*** Begin section ***

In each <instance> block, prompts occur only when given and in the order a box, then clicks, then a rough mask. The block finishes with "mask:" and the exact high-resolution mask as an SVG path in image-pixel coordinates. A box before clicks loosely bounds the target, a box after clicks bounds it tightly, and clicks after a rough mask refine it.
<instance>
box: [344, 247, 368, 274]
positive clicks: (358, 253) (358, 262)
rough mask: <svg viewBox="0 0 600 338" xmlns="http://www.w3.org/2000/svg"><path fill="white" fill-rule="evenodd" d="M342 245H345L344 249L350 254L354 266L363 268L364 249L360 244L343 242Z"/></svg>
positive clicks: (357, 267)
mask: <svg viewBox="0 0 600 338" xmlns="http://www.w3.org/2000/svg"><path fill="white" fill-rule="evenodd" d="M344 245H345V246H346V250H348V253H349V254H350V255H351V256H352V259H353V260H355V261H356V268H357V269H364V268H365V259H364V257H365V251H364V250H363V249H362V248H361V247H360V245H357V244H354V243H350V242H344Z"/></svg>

*** End section ***

▶ Task prompt
Rewrite the listing above, changing every "positive clicks" to "foreground clicks" and keeping everything else the same.

▶ Answer section
In each <instance> block, prompts occur only when given and in the order a box, then clicks, then a rough mask. The block finishes with "mask:" and the exact high-resolution mask as an SVG path in image-pixel coordinates. A box before clicks loosely bounds the target, a box after clicks bounds it tightly, and clicks after a rough mask refine it.
<instance>
box: [344, 247, 368, 274]
foreground clicks: (358, 253) (358, 262)
rough mask: <svg viewBox="0 0 600 338" xmlns="http://www.w3.org/2000/svg"><path fill="white" fill-rule="evenodd" d="M342 245H345L344 249L350 254L354 266L363 268L364 249L360 244L343 242Z"/></svg>
foreground clicks: (357, 267)
mask: <svg viewBox="0 0 600 338" xmlns="http://www.w3.org/2000/svg"><path fill="white" fill-rule="evenodd" d="M344 245H345V246H346V250H348V253H349V254H350V255H351V256H352V259H353V260H355V261H356V268H357V269H364V268H365V259H364V257H365V251H364V250H363V249H362V248H361V247H360V245H357V244H354V243H350V242H344Z"/></svg>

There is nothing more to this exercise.